=== STATED PROBLEM ===
Please repeat each of the records below word for word, adding nothing and leaving nothing out.

=== SOURCE MATERIAL ===

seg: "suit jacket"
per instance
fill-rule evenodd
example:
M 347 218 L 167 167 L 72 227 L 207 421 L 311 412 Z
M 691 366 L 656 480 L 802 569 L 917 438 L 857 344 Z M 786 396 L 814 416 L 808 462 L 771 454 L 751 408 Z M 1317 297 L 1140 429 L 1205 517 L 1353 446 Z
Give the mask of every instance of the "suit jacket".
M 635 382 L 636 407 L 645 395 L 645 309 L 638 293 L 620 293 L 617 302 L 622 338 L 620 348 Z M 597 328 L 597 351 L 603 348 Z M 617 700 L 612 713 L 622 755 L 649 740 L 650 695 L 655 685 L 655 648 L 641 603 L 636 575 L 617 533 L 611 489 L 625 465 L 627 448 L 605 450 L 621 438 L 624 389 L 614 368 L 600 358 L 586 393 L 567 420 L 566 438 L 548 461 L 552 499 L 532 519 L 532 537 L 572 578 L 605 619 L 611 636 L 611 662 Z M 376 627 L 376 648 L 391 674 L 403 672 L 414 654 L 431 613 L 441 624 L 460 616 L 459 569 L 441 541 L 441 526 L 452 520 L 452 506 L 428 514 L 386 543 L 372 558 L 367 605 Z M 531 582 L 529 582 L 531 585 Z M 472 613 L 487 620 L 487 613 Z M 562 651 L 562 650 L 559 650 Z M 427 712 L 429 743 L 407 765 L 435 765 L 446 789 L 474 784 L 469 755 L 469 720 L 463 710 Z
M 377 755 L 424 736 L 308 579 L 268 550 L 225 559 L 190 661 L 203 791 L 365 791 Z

=== TASK RESPONSE ===
seg: "suit jacket"
per instance
fill-rule evenodd
example:
M 347 218 L 167 167 L 72 227 L 207 421 L 311 412 Z
M 691 366 L 656 480 L 802 569 L 917 438 L 857 344 Z M 786 396 L 814 416 L 808 462 L 771 454 L 751 408 Z M 1317 297 L 1140 429 L 1205 517 L 1353 446 Z
Give the mask of every instance of the "suit jacket".
M 635 382 L 636 407 L 645 395 L 645 309 L 638 293 L 620 293 L 617 302 L 622 338 L 620 348 Z M 597 328 L 597 351 L 603 348 Z M 617 700 L 612 713 L 622 755 L 649 740 L 650 695 L 655 685 L 655 648 L 641 603 L 636 575 L 617 533 L 611 489 L 625 465 L 627 448 L 605 450 L 621 438 L 624 389 L 614 368 L 600 358 L 586 393 L 567 420 L 566 438 L 548 461 L 552 499 L 532 519 L 532 537 L 572 578 L 605 619 L 611 636 L 611 662 Z M 376 627 L 376 648 L 391 674 L 403 672 L 414 654 L 431 613 L 441 624 L 460 616 L 459 569 L 441 541 L 441 526 L 452 520 L 452 506 L 428 514 L 386 543 L 372 558 L 367 605 Z M 531 582 L 529 582 L 531 585 Z M 472 613 L 487 620 L 487 613 Z M 562 651 L 562 650 L 559 650 Z M 427 712 L 429 743 L 407 765 L 435 765 L 446 789 L 474 784 L 469 755 L 469 720 L 463 710 Z
M 377 755 L 424 736 L 308 579 L 268 550 L 225 559 L 190 661 L 203 791 L 365 791 Z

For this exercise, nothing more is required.